_EXTRACTED INFORMATION:_
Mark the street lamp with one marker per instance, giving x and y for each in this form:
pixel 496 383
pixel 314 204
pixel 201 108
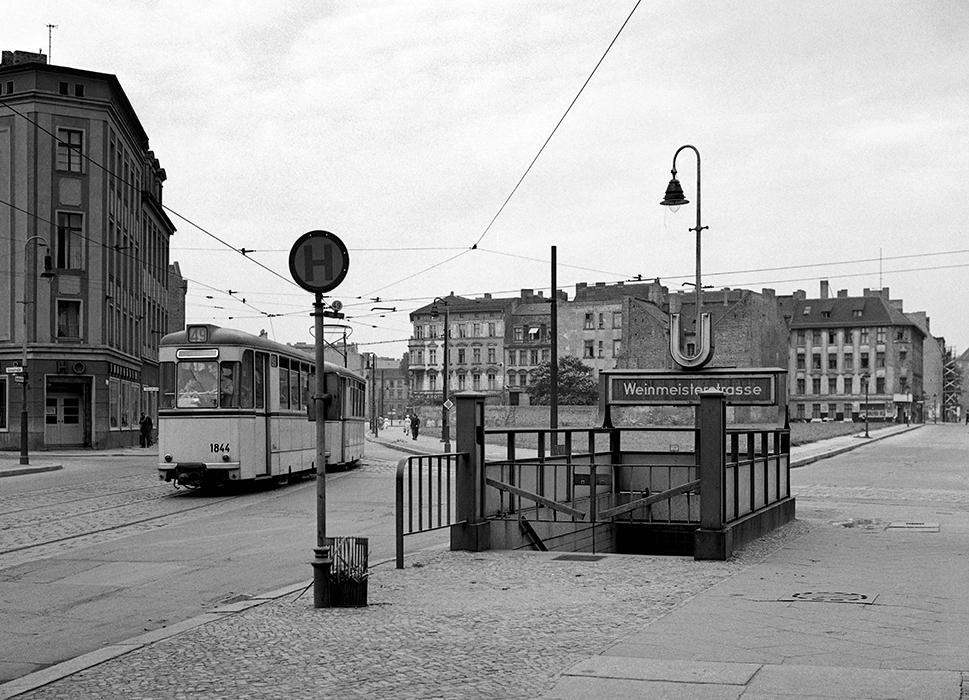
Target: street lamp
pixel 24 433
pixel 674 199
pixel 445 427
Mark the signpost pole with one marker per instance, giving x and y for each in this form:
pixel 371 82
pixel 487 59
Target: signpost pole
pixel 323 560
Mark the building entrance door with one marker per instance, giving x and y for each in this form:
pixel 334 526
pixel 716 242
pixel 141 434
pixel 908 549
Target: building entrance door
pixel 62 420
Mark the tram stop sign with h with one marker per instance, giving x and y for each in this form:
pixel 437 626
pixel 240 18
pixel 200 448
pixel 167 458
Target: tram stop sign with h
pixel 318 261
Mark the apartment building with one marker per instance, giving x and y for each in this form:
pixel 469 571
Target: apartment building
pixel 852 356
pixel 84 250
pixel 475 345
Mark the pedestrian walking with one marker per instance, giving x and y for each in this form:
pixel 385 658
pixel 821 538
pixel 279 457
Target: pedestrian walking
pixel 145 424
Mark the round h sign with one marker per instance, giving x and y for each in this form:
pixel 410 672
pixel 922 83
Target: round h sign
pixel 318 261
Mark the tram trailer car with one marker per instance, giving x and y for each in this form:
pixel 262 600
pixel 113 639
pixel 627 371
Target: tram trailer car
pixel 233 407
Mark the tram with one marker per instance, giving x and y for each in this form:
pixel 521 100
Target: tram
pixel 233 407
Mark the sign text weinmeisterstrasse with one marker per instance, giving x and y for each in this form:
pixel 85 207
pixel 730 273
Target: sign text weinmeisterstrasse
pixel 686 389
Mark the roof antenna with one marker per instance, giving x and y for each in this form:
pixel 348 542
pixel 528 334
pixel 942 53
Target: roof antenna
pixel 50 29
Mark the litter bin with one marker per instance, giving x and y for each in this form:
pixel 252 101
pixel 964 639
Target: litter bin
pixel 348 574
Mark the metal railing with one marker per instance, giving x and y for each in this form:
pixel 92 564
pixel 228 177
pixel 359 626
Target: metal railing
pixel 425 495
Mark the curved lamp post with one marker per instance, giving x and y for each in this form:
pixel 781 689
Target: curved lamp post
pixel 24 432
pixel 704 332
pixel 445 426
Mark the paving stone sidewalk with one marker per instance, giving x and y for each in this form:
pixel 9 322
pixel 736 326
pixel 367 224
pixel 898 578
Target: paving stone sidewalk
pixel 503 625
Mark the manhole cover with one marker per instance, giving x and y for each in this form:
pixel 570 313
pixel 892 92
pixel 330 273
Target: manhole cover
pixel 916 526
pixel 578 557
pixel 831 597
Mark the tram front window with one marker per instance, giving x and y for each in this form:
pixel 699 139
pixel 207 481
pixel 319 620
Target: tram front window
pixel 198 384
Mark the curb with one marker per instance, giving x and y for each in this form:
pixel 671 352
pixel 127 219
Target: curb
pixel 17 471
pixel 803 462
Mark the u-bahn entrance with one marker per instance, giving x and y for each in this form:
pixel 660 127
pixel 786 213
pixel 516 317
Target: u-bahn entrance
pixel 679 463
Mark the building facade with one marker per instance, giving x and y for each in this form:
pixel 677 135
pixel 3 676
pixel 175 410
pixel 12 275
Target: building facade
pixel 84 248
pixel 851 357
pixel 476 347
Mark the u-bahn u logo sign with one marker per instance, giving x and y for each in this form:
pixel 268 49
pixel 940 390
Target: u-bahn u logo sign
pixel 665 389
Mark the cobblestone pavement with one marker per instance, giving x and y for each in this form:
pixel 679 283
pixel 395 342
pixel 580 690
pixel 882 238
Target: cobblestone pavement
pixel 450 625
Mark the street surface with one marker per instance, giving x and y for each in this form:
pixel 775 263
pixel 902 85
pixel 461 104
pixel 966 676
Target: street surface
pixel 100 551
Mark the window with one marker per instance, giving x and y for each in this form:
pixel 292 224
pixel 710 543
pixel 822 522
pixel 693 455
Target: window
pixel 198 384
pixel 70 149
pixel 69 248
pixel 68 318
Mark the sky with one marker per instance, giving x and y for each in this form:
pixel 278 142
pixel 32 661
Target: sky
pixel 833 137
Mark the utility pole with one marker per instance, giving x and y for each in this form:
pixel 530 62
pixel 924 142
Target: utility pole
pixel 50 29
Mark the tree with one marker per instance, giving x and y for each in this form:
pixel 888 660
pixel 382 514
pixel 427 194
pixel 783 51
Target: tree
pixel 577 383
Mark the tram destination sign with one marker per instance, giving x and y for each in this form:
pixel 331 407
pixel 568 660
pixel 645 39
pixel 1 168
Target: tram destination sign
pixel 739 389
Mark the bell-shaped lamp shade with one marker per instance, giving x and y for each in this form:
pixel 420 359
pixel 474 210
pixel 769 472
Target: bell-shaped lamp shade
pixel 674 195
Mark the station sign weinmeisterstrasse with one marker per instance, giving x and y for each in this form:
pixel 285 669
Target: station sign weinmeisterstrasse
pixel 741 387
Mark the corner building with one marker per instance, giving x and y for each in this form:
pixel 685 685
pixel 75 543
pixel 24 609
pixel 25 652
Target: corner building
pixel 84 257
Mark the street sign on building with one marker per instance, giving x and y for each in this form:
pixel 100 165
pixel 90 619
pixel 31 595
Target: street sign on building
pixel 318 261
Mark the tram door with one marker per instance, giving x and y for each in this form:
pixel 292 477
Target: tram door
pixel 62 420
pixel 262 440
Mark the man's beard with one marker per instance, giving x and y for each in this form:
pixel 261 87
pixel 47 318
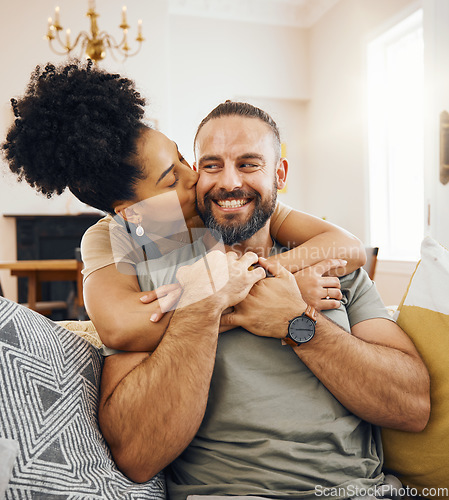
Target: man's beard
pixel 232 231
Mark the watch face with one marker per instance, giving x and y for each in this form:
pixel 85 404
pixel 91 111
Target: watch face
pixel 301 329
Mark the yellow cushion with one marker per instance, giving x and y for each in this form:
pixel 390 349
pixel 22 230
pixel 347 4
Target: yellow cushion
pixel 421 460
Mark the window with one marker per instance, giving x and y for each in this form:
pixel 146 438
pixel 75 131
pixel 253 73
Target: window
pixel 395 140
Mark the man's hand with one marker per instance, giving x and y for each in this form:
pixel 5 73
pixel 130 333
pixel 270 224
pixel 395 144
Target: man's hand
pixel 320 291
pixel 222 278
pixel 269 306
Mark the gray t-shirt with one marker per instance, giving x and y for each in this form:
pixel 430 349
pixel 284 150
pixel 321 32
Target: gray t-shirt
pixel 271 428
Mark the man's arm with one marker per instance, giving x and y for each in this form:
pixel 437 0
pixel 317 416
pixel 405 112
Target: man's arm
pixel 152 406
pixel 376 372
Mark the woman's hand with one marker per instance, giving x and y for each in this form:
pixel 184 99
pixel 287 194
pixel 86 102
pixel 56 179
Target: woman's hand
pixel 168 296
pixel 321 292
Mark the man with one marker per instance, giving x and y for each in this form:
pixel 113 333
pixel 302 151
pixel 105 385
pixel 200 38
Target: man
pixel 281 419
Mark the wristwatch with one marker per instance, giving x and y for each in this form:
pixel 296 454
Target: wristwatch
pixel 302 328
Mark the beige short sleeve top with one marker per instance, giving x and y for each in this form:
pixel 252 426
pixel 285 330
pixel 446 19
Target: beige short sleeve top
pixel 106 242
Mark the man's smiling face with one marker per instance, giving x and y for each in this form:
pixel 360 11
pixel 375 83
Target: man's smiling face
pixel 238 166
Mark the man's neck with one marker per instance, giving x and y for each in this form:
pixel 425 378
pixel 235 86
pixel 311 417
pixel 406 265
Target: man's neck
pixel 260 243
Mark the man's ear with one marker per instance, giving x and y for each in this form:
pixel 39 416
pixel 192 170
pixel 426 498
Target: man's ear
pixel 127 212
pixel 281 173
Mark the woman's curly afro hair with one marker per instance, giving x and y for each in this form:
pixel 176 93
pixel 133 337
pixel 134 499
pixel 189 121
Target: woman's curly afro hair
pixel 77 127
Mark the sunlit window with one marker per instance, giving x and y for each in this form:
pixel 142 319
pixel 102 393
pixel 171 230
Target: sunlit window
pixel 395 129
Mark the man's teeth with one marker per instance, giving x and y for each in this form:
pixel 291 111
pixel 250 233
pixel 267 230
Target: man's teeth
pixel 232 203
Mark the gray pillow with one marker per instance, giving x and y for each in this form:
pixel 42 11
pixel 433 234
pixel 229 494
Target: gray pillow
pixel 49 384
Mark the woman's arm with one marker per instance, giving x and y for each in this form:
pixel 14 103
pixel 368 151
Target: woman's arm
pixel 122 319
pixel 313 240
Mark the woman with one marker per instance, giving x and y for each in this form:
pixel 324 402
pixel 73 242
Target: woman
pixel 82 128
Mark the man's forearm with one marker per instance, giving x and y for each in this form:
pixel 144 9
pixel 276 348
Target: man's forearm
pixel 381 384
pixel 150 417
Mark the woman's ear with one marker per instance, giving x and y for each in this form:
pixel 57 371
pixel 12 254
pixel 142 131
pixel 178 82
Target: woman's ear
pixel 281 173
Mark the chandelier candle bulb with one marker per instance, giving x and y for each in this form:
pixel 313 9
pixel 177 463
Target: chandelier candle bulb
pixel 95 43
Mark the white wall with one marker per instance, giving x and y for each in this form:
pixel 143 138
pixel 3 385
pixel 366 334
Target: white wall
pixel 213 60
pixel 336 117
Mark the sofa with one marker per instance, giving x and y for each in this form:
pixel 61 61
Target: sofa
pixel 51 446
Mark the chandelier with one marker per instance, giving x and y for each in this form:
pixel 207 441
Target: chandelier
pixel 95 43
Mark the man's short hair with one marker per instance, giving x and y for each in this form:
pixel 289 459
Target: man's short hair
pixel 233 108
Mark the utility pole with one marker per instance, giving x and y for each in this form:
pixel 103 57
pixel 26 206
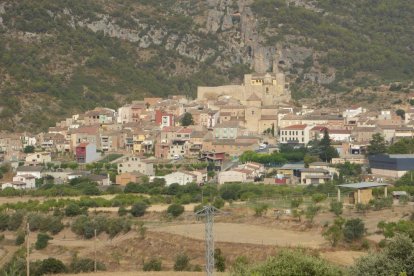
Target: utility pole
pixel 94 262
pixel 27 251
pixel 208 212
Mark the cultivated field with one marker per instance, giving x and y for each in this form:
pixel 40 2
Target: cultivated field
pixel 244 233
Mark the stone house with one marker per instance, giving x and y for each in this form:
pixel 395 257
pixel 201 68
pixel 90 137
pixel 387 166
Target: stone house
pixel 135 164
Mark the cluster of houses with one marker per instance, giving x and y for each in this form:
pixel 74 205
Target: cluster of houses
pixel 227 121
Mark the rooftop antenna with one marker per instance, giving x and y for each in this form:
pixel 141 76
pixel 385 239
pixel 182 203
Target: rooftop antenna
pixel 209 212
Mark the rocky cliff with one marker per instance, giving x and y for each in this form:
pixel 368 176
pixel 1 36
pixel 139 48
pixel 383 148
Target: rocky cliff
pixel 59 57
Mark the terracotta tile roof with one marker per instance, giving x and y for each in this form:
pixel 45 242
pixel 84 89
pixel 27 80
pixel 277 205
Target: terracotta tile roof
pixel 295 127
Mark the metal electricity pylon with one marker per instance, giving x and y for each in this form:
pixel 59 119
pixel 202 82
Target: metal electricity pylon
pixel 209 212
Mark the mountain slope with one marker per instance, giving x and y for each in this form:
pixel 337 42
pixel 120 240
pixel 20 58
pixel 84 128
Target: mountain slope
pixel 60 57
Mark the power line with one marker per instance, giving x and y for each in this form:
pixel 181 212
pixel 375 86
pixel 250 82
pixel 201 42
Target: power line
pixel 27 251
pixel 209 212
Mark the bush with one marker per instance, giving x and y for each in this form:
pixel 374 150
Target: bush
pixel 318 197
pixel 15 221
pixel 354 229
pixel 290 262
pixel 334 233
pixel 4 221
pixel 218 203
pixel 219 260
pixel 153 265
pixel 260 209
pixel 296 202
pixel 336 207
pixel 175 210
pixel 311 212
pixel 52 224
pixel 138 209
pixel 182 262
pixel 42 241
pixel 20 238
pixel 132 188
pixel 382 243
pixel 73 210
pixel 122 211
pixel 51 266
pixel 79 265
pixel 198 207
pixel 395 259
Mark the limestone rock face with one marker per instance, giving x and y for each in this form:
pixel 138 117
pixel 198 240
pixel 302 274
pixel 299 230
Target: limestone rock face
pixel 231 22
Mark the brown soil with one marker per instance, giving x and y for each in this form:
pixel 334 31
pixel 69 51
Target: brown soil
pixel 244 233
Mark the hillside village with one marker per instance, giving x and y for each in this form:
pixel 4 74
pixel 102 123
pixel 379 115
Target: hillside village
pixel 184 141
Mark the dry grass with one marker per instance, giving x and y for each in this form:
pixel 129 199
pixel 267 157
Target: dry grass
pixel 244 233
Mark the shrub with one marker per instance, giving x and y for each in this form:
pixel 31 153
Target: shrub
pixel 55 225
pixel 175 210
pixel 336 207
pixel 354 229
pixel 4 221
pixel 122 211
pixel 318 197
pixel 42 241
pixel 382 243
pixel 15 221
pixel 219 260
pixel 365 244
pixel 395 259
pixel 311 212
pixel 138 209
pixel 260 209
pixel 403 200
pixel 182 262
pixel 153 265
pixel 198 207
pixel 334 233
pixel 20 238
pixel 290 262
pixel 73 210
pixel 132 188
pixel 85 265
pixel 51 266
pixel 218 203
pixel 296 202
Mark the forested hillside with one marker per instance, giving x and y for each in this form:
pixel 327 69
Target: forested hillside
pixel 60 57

_EXERCISE BRIEF:_ Rewrite the rows starting at the line with "Mark the woman's ear" and ending at the line with "pixel 227 121", changing "chandelier" to "ceiling lamp" and keeping everything else the same. Omit the pictures.

_COMPLETE ANSWER:_
Mark the woman's ear with one marker per instance, giving x and y for each in this form:
pixel 57 371
pixel 12 254
pixel 142 131
pixel 178 82
Target: woman's ear
pixel 281 173
Mark the ceiling lamp candle bulb with one marker per instance, giving x and y for each in this form:
pixel 313 9
pixel 177 463
Target: ceiling lamp candle bulb
pixel 95 43
Mark the white wall with one marker per instance, giving x and y for each in this form:
pixel 143 138
pixel 3 385
pixel 366 334
Target: white wall
pixel 213 60
pixel 336 117
Mark the sofa with one marker per instance, giving x and y for each in this form:
pixel 61 61
Target: sofa
pixel 51 446
Mark the ceiling lamp with one marker per instance, giving x and y for each in this form:
pixel 207 441
Target: ceiling lamp
pixel 95 43
Mark the man's short hair with one marker per instance, giving x and y for each in this form:
pixel 289 459
Target: man's short hair
pixel 233 108
Mark the utility pole with one marker per instance, giving x and y for each in this form:
pixel 103 57
pixel 26 206
Target: utility pole
pixel 94 262
pixel 27 251
pixel 208 212
Mark the cultivated field with one marker per instance, giving x and y for each in this form:
pixel 40 2
Target: cultivated field
pixel 244 233
Mark the stone house with one marker per instance, giving x and y for each in this form:
pixel 395 257
pixel 201 68
pixel 90 137
pixel 387 166
Target: stone house
pixel 135 164
Mark the cluster of houses with one marker per instance, giving x and y for each in this form:
pixel 74 205
Target: cluster of houses
pixel 227 121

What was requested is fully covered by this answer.